- _Document extract_
***

Getting real today with a series of outstanding posts from Chris Nelder of GetRealist.
In this installment of facing up to the hard data on energy and climate, he talks about how the urgency of addressing the Peak Oil crisis looming on the horizon can help address the climate crisis that is really starting to bubble up to the surface, even if much of the public continues to act like the proverbial frog in a slowly warming pot of water on a stove...
Says Nelder about what climate change can do for Peak Oil:
With all eyes focused on the Copenhagen climate summit in less than three weeks, perhaps its time for the peakists to find a new purpose.
The reason is simple. Money isn’t interested in problems; it’s only interested in solutions. And wherever capital goes is where the changes will be made.
The public also has little appetite for unpleasant stories, even true ones. The message is: Don’t tell us what we can’t consume — tell us what we can consume. Tell us our grid power costs are going to go up because of climate change and we’ll fight it. But help us buy efficiency improvements and renewables that will pay for themselves in fuel savings, and we’ll support it all the way.

***

- _Dataset records_
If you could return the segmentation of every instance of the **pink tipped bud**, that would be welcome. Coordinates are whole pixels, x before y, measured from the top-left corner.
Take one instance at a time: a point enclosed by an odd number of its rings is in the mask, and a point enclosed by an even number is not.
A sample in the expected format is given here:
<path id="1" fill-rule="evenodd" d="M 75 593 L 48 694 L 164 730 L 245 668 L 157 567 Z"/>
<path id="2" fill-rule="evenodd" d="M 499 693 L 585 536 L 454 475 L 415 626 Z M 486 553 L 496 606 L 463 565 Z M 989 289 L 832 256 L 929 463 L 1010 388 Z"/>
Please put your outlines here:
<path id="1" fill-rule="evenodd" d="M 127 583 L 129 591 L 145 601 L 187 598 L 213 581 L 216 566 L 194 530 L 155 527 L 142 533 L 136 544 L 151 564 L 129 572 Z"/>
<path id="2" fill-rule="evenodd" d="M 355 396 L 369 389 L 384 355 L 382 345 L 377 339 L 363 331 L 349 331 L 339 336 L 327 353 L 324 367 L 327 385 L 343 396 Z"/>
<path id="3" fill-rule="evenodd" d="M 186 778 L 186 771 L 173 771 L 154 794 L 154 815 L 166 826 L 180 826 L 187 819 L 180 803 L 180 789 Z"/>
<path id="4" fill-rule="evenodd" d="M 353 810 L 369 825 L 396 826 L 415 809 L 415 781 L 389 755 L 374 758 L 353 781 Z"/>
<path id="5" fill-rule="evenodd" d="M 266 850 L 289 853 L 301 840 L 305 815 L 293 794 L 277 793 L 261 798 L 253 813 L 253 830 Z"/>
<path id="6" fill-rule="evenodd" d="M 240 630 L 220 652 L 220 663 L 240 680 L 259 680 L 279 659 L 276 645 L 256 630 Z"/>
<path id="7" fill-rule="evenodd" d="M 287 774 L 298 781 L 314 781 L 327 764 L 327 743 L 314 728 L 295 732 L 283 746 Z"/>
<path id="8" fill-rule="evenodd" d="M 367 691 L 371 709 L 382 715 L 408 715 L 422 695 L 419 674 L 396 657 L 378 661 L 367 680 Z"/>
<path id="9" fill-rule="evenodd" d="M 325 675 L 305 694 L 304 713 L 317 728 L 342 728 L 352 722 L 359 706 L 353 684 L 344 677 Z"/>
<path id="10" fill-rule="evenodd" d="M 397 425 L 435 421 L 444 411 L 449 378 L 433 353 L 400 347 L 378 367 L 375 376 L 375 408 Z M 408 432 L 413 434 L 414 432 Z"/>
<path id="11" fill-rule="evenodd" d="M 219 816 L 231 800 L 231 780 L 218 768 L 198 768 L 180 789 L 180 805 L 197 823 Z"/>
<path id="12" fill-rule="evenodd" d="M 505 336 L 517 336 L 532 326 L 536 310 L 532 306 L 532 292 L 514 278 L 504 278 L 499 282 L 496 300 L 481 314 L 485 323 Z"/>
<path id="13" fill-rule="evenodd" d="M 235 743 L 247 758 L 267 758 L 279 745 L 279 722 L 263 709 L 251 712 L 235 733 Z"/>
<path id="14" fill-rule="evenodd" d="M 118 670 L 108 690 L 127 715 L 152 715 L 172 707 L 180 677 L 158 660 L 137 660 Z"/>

***

- _Parts of the exercise_
- 1) In the Peak Oil excerpt, how far off was the Copenhagen climate summit?
- 2) Quote the Peak Oil excerpt word for word, starting with "Getting real today" and going on through "on a stove...".
- 3) Continue the Peak Oil excerpt from the point where it stops.
The listing isn't needed for anything here.

- _Expected responses_
- 1) It was less than three weeks away.

- 2)
Getting real today with a series of outstanding posts from Chris Nelder of GetRealist.
In this installment of facing up to the hard data on energy and climate, he talks about how the urgency of addressing the Peak Oil crisis looming on the horizon can help address the climate crisis that is really starting to bubble up to the surface, even if much of the public continues to act like the proverbial frog in a slowly warming pot of water on a stove...

- 3)
A new Pew study on “apocalypse fatigue” highlights the problem nicely. The public’s confidence in the global warming problem has fallen sharply this year, even as momentum built toward Copenhagen.
Guilt and deprivation simply don’t sell like opportunity does.
That’s why trillions of dollars are pouring into cleantech annually, while the peak oil community continues to go begging for a few dollars to staff a small office and keep a web server running, all while battling a constant onslaught of misinformation placed in the top mainstream media by very deep-pocketed vested interests.
That’s why I said last week that the IEA was shrewd to turn its annual World Energy Outlook into a stalking horse, masquerading its alarm about peak oil as an earnest appeal to address climate change.
What do climate activists need to realize about the threats posed by Peak Oil -- even to renewable energy itself?
First, solving the energy crisis isn’t an either Green or Brown proposition, but all of the above. There is a dangerous paradox here that the peakists can help the world avoid.
Climate activists need to realize that the renewable energy revolution can only be built on the back of fossil fuels. It will take vast amounts of oil, gas, and coal to mine raw ores, crush them, transport them, smelt them down and turn them into stock, transport them again, and turn them into end-products, then transport them again. We have no idea how to do all that without petroleum fuels, gas, and coking coal.
Therefore, in order to build a vast new infrastructure of solar and wind generation, ubiquitous rail transport, plug-in and natural gas vehicles, the next-generation grid, and so on, and do it at a reasonable price, we’ll have to ensure that fossil fuels receive vigorous and sustained investment.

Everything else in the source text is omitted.